Указание -
Пожалуйста, выведите дословно часть приведенного ниже фрагмента о мирных переговорах, начиная со слов «Изменить стиль страницы» и заканчивая словами «сведения китайского правительства[555].».

Фрагмент документа -

- - - - - - -

Изменить стиль страницы

Чтобы окончательно успокоить Хидэёси, Кониси уверял его, что китайское командование согласилось также с тем, чтобы четыре южные провинции Кореи полностью отошли к Японии. Хидэёси требовал, чтобы ему в жены была отдана минская принцесса, и чтобы в качестве заложников при нем находились корейские принцы. Однако эти его требования, как и условие, связанное с передачей Японии южных корейских провинций, не были даже доведены до сведения китайского правительства[555].

Мирные переговоры являли собой странную картину. Каждая из сторон, умышленно искажая суть этих переговоров и характер выдвигаемых на них требований, всячески стремилась скрыть от своего правительства правду и представить заведомо ложную информацию, сообщая лишь то, что могло быть воспринято благосклонно, и скрывая то, что могло вызвать недоумение и раздражение правителей участвовавших в них стран. На что же рассчитывали те, кто был ответствен за ход и исход мирных переговоров? Неужели они не осознавали всю рискованность такой авантюристической позиции, которая в любой момент и довольно легко могла быть обнаружена? Возможно (но это лишь предположение, и притом весьма условное), что представители японского и китайского командования на переговорах Кониси Юкинага и Чэнь Вэйцзин, явно не заинтересованные в продолжении военных действий, поскольку понимали, что их армии находились в состоянии почти полного физического и морального истощения, и пытавшиеся любой ценой продлить период мирной передышки, надеялись, что в случае осложнения ситуации можно будет все свалить на корейскую сторону, сделать ее козлом отпущения. Это не значит, конечно, что обе стороны заранее обо всем договорились и действовали соответственно этой договоренности.

- - - - - - -

Исходные данные -

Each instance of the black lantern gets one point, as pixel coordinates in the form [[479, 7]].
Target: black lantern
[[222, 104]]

- - - - - - -

Ответ на задание -
Изменить стиль страницы

Чтобы окончательно успокоить Хидэёси, Кониси уверял его, что китайское командование согласилось также с тем, чтобы четыре южные провинции Кореи полностью отошли к Японии. Хидэёси требовал, чтобы ему в жены была отдана минская принцесса, и чтобы в качестве заложников при нем находились корейские принцы. Однако эти его требования, как и условие, связанное с передачей Японии южных корейских провинций, не были даже доведены до сведения китайского правительства[555].